Data records
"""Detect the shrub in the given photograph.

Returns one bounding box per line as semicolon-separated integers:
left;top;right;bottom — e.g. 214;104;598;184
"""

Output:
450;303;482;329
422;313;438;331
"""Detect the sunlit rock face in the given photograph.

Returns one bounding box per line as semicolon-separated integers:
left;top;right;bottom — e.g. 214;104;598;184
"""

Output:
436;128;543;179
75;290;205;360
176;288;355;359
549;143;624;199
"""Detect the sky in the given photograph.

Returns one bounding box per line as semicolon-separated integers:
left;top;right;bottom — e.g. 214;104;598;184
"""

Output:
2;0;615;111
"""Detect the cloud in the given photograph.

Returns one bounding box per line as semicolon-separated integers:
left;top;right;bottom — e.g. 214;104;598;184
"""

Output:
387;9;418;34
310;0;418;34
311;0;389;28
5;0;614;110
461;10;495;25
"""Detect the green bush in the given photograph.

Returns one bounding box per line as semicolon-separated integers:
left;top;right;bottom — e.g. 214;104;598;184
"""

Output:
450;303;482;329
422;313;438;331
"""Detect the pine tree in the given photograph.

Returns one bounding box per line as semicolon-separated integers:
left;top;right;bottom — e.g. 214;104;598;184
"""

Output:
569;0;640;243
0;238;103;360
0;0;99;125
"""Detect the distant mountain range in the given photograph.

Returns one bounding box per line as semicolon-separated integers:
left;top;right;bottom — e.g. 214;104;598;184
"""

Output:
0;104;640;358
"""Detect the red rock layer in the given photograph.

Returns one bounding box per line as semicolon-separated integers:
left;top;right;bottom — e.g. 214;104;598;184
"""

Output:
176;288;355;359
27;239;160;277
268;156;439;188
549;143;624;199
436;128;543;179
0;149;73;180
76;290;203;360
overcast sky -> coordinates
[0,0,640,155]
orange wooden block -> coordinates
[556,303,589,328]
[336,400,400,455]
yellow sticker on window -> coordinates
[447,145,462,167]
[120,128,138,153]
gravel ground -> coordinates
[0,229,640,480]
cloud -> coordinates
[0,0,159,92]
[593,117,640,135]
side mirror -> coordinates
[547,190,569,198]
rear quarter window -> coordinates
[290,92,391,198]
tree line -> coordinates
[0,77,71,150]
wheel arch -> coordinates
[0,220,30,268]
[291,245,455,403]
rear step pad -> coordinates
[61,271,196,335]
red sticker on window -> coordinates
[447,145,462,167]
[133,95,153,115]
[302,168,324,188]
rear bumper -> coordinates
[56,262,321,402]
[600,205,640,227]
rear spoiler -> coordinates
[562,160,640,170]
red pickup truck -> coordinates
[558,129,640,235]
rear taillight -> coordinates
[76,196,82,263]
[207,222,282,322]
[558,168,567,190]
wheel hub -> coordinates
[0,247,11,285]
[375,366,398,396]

-- What the task asks --
Copy every one of these rows word for word.

-- Task output --
"""Detect the shrub in the given photograph.

Returns one bounding box per line as semicolon-separated integers:
left;top;right;bottom — e.g. 214;104;598;184
"""

Output:
450;303;482;329
422;313;438;331
"""Detect the sunlit rock face in the given photograph.

Returns one bounding box per line as semicolon-separated integers:
left;top;right;bottom — e.g. 214;104;598;184
"""

Output:
436;128;543;179
75;290;205;360
176;288;355;359
549;143;624;199
"""Detect the sky in the given photograph.

Returns one bounding box per line as semicolon-separated integers:
left;top;right;bottom — e.g. 214;104;598;184
"""

Output:
2;0;615;111
"""Detect the cloud in the given photograph.

Returns one bounding box per line as semicolon-separated integers:
left;top;right;bottom — e.g. 214;104;598;184
"""

Output:
387;9;418;34
310;0;418;34
311;0;389;28
5;0;614;110
461;10;495;25
"""Detect the green bush in the given photograph.

Returns one bounding box per line as semicolon-separated integers:
left;top;right;bottom — e.g. 214;104;598;184
"""

Output:
450;303;482;329
422;313;438;331
"""Detect the pine tree in the given photograph.

Returns one bounding box per line as semicolon-separated integers:
left;top;right;bottom — e.g. 214;104;598;184
"""

Output:
569;0;640;243
0;238;103;360
0;0;99;125
"""Detect the distant mountain range in the given photograph.

Returns one bounding box per line as semicolon-separated integers:
left;top;right;bottom — e.g. 214;104;598;184
"""

Output:
0;104;640;358
"""Detect the red rock layer in the given photograph.

Returns one bounding box per line as semicolon-separated integers:
left;top;right;bottom — e.g. 214;104;598;184
"""

Output:
176;288;355;359
27;239;160;277
268;156;439;188
549;143;624;199
436;128;543;179
0;149;73;180
76;290;203;360
overcast sky -> coordinates
[0,0,640,155]
orange wooden block -> coordinates
[556,303,589,328]
[336,400,400,455]
yellow sticker on window -> coordinates
[447,145,462,167]
[120,128,138,153]
gravel ground -> coordinates
[0,229,640,480]
cloud -> coordinates
[0,0,159,92]
[593,117,640,135]
side mirror -> coordinates
[547,190,569,198]
rear quarter window -> coordinates
[290,92,391,198]
tree line -> coordinates
[0,77,71,150]
wheel arch -> coordinates
[0,220,30,268]
[291,245,455,403]
rear step pad -> coordinates
[61,271,196,335]
red sticker on window -> coordinates
[447,145,462,167]
[133,95,153,115]
[302,168,324,188]
rear bumper -> coordinates
[56,262,321,402]
[600,205,640,227]
rear spoiler -> coordinates
[562,160,640,170]
red pickup truck -> coordinates
[558,129,640,235]
rear taillight -> coordinates
[76,196,82,263]
[207,222,282,322]
[558,168,567,190]
wheel hub -> coordinates
[0,247,11,285]
[375,366,398,396]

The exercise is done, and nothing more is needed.